"""

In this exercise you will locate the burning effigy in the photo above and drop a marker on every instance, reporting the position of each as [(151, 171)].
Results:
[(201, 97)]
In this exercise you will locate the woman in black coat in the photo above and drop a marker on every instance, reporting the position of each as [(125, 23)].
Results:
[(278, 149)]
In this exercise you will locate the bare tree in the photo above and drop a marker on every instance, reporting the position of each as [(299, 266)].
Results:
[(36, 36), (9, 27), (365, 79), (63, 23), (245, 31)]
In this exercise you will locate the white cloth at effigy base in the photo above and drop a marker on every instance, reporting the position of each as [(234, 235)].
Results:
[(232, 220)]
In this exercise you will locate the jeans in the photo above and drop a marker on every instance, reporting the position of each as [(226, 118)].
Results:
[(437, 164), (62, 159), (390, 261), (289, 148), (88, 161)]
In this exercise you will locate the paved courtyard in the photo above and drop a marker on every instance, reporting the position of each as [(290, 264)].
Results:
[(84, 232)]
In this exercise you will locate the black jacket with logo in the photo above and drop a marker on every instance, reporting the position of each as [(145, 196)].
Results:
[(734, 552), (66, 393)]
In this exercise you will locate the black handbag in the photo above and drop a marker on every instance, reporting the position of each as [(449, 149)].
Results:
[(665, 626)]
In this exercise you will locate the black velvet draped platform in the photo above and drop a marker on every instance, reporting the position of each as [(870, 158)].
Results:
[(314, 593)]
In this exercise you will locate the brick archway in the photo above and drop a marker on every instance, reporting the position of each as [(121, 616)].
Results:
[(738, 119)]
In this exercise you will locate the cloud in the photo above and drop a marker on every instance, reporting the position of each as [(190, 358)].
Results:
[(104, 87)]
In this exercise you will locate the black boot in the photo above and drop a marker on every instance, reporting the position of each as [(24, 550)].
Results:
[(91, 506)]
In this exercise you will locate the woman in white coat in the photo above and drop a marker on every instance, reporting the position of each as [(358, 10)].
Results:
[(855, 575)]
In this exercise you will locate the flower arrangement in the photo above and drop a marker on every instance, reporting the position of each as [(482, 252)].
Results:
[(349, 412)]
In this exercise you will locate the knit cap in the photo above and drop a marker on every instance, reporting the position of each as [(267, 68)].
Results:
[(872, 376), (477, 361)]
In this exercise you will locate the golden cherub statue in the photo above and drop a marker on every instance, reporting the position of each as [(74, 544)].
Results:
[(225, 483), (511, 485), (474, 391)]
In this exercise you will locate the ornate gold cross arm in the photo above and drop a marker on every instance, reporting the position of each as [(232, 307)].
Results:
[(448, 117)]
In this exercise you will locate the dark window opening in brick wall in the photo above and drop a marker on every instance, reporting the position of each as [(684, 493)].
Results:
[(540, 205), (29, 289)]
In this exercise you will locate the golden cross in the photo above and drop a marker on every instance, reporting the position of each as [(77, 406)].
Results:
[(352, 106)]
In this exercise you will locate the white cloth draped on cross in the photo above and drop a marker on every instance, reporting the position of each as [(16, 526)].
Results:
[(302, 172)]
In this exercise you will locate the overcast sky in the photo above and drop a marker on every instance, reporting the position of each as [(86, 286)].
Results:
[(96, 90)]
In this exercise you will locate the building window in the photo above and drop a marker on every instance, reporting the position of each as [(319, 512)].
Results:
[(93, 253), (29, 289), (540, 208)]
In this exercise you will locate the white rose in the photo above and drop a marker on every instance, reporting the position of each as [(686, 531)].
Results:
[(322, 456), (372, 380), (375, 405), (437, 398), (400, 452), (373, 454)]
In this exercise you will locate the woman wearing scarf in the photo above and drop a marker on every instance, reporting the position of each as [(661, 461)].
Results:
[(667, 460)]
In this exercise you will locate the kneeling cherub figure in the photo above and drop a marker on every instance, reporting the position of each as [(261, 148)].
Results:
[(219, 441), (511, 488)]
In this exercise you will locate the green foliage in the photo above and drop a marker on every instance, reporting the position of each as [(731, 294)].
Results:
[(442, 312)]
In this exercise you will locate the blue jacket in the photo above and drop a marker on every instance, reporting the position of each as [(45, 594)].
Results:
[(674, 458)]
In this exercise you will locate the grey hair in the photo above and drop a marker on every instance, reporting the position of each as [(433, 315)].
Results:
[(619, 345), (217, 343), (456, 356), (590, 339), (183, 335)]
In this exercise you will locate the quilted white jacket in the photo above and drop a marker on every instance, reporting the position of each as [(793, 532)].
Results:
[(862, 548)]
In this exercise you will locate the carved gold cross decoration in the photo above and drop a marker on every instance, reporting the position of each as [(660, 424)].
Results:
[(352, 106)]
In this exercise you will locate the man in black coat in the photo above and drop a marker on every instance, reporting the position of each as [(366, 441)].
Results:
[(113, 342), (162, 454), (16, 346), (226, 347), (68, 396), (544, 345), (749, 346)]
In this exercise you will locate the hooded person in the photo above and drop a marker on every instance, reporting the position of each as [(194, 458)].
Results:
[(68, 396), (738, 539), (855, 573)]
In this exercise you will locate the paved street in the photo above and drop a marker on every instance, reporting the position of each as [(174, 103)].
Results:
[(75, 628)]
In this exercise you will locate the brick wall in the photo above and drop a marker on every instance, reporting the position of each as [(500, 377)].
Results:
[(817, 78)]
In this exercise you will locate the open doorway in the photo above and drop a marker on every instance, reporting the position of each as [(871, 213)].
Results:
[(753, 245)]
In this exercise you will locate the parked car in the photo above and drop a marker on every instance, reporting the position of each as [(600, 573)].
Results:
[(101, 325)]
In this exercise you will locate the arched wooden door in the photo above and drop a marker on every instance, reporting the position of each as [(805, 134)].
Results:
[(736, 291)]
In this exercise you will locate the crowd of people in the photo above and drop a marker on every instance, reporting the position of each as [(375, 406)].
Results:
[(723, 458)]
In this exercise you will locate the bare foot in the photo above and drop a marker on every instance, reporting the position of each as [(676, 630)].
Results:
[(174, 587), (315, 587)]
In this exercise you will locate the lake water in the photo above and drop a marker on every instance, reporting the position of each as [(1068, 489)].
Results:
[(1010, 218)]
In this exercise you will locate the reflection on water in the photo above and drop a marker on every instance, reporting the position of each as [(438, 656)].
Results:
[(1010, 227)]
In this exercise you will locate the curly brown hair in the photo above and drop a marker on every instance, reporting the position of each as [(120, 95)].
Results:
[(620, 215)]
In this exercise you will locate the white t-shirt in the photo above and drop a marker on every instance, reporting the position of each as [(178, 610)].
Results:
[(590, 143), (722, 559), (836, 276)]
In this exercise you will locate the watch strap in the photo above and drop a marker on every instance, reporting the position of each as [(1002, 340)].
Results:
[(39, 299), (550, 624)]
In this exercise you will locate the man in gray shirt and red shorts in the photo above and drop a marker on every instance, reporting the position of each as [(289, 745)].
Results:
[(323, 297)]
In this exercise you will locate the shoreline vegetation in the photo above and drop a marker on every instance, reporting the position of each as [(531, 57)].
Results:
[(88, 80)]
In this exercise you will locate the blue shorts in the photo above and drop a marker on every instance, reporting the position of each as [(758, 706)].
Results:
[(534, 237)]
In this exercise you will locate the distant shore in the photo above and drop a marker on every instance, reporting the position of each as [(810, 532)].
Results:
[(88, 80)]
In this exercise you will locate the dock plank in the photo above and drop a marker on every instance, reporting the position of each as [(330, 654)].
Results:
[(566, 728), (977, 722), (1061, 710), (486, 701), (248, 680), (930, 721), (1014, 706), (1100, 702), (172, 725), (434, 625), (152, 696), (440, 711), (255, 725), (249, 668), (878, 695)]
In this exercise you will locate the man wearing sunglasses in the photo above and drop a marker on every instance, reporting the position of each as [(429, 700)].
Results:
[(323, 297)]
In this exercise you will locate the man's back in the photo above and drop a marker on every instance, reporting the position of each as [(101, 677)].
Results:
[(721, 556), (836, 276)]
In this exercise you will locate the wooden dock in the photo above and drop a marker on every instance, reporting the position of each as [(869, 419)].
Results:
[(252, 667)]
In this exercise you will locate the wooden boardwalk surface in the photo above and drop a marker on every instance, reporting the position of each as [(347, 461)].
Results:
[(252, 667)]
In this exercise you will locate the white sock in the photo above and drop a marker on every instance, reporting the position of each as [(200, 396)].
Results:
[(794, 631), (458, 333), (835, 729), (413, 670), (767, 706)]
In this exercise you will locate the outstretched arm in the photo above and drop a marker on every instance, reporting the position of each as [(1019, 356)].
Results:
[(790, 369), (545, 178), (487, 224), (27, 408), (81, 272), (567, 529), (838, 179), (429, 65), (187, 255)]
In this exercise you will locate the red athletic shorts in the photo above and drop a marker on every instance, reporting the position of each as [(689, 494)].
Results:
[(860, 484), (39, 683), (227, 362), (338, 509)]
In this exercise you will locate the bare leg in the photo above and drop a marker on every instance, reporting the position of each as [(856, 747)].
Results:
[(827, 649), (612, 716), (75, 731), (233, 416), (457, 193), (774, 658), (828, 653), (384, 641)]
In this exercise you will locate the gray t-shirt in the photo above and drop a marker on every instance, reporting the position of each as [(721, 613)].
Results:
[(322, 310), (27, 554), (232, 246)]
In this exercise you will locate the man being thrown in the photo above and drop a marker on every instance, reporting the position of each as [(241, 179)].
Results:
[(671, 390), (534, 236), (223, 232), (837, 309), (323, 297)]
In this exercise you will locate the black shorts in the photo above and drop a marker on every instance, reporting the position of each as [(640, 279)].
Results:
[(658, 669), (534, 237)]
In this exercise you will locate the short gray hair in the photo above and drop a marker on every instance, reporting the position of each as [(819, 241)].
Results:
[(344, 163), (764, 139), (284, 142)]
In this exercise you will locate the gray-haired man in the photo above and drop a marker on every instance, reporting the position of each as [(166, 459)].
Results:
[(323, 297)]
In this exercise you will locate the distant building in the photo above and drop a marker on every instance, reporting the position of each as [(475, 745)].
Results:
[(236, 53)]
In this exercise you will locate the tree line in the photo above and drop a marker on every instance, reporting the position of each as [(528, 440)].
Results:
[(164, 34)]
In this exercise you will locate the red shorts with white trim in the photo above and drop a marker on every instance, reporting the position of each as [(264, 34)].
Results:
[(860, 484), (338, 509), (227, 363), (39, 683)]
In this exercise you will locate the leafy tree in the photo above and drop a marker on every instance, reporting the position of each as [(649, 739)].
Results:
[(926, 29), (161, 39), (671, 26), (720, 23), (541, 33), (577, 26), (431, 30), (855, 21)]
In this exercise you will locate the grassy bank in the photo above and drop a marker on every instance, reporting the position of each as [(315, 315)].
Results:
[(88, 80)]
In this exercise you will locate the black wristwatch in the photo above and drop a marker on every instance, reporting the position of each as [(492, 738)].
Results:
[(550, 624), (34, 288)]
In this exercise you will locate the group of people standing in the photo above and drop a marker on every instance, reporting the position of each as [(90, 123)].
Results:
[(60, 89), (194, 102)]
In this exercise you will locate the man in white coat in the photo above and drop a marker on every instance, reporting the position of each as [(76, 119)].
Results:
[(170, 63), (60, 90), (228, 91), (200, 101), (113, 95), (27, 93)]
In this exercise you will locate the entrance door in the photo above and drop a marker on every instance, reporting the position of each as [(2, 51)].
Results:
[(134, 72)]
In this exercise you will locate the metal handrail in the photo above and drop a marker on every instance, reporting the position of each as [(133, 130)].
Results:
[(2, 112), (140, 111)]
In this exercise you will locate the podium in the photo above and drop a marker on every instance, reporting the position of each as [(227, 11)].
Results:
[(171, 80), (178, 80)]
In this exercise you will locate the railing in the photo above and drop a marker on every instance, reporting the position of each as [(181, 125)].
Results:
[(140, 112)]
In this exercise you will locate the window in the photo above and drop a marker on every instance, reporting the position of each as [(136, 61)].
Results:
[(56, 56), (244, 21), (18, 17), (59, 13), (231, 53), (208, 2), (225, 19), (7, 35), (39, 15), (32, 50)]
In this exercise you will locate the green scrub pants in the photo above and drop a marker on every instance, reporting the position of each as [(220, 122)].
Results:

"""

* What is needed: Starting at the line that has "In this exercise you will locate the carved" and stopping after the line that has "[(68, 396), (738, 539), (855, 573)]", write out those lines of the data again with "drop a marker" replaced by "place a pin". Leave everything else unchanged.

* Solution below:
In this exercise you will locate the carved gold cross decoration in the photo above and place a pin on every instance, reporting the position of each as [(660, 424)].
Results:
[(352, 106)]
In this exercise you will locate the man in black coat in the photo above and place a pin on every instance, reporting the position of each as [(366, 441)].
Results:
[(113, 342), (162, 454), (16, 346), (226, 347), (68, 396), (544, 345), (749, 346)]
In this exercise you will locate the hooded person in the photo above and place a pin on every instance, reporting the position of each as [(194, 458)].
Results:
[(68, 396), (738, 539), (855, 573)]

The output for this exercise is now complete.